= Source document =
========================

Following days of extensive queues at testing sites in Victoria, NSW and the ACT for travellers wanting to enter Queensland, Tasmania and South Australia, Scott Morrison said a change could be imminent.

He said the medical expert panel would go away and formulate advice as soon as possible as to whether negative PCR tests are necessary for domestic travel, as case numbers balloon across the country.

“Some states are still of the view that they are requiring that, and we are seeking further medical advice on why that should be withdrawn,” Mr Morrison said.

“About one in 1000 people being tested for travelling are testing positive. For those who are close contacts, it’s 17-20, and that gives you an idea of where resources are best applied.

“But as always, that draws on the best medical advice. those states requiring test are seeking more advice.”

He said states could be advised to accept rapid antigen tests, or scrap the requirement for a negative test all together.

Chief medical officer professor Paul Kelly said there were “three things” that would guard against Omicron and the increasing cases seen in recent days.

“The first is vaccine efficacy is less in Omicron, the third dose helps, but it’s not as protective as it was against Delta,” he said.

========================

= Prompt =
Write out the passage of the article on travel testing word for word, starting with "He said the" and going on through "across the country.".

= Given records =
========================

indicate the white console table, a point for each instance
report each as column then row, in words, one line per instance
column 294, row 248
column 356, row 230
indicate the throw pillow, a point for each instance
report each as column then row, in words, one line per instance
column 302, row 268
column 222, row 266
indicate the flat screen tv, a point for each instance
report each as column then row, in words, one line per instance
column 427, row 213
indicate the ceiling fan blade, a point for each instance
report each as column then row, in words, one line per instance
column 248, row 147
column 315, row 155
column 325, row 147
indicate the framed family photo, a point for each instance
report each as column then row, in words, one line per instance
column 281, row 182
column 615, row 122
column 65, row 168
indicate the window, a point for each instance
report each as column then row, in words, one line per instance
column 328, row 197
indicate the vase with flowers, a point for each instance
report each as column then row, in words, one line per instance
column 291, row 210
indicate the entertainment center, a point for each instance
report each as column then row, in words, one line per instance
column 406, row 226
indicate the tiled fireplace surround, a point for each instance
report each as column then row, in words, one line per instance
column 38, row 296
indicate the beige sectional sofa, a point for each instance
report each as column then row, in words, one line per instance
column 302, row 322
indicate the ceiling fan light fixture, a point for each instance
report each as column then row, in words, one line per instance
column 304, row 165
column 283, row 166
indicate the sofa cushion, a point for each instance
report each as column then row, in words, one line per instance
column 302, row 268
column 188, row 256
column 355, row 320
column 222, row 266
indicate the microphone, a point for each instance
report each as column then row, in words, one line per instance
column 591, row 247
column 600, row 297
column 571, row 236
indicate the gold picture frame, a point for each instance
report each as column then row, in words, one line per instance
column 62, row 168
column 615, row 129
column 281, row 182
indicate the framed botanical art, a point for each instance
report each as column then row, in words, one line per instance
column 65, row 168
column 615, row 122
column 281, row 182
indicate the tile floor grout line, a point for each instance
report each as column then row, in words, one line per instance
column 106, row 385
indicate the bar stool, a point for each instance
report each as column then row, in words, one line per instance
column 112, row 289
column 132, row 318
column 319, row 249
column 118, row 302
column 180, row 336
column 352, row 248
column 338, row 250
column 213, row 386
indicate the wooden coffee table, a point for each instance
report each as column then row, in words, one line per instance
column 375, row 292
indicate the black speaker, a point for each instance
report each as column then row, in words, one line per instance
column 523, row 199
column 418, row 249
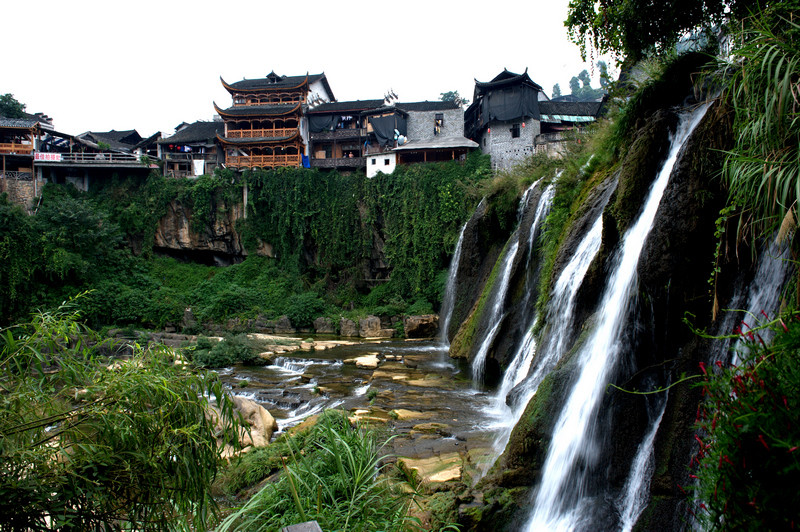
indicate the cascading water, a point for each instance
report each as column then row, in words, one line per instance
column 449, row 299
column 562, row 500
column 498, row 296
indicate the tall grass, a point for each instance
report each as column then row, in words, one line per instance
column 336, row 481
column 762, row 171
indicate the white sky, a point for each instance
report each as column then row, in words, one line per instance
column 150, row 65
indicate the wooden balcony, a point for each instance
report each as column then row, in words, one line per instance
column 260, row 133
column 262, row 161
column 343, row 162
column 16, row 147
column 177, row 157
column 340, row 134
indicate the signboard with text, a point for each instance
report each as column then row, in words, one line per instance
column 42, row 156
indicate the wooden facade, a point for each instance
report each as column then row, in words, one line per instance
column 263, row 126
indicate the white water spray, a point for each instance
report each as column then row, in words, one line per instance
column 562, row 502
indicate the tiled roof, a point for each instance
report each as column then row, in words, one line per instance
column 257, row 110
column 437, row 105
column 506, row 78
column 274, row 82
column 570, row 108
column 440, row 143
column 352, row 107
column 17, row 122
column 197, row 132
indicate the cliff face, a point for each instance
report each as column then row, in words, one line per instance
column 219, row 240
column 672, row 271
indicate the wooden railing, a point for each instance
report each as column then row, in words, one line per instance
column 262, row 161
column 259, row 133
column 99, row 158
column 189, row 156
column 20, row 176
column 349, row 162
column 15, row 147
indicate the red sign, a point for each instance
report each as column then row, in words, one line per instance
column 42, row 156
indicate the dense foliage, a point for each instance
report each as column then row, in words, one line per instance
column 749, row 455
column 633, row 29
column 762, row 171
column 335, row 480
column 92, row 443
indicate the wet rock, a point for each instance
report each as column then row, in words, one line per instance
column 369, row 327
column 443, row 468
column 323, row 325
column 284, row 326
column 426, row 326
column 348, row 327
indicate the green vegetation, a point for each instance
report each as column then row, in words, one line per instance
column 749, row 453
column 323, row 228
column 334, row 479
column 10, row 107
column 763, row 169
column 88, row 442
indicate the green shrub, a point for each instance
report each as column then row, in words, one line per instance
column 302, row 309
column 751, row 451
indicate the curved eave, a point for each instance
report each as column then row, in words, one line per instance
column 230, row 88
column 259, row 140
column 255, row 111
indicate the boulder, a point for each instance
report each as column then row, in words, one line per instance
column 348, row 328
column 284, row 326
column 255, row 417
column 426, row 326
column 324, row 325
column 369, row 327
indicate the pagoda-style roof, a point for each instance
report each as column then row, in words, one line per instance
column 274, row 82
column 504, row 79
column 257, row 140
column 356, row 106
column 18, row 123
column 437, row 105
column 196, row 132
column 278, row 109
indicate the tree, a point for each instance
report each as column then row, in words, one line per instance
column 605, row 80
column 10, row 107
column 89, row 443
column 453, row 96
column 581, row 87
column 637, row 28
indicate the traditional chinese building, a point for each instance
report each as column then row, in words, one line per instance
column 265, row 127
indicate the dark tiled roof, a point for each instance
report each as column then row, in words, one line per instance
column 570, row 108
column 257, row 110
column 129, row 136
column 18, row 122
column 275, row 82
column 437, row 105
column 197, row 132
column 352, row 107
column 507, row 78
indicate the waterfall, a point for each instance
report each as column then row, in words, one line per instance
column 562, row 500
column 498, row 296
column 449, row 299
column 559, row 312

========================

= Response to the exercise =
He said the medical expert panel would go away and formulate advice as soon as possible as to whether negative PCR tests are necessary for domestic travel, as case numbers balloon across the country.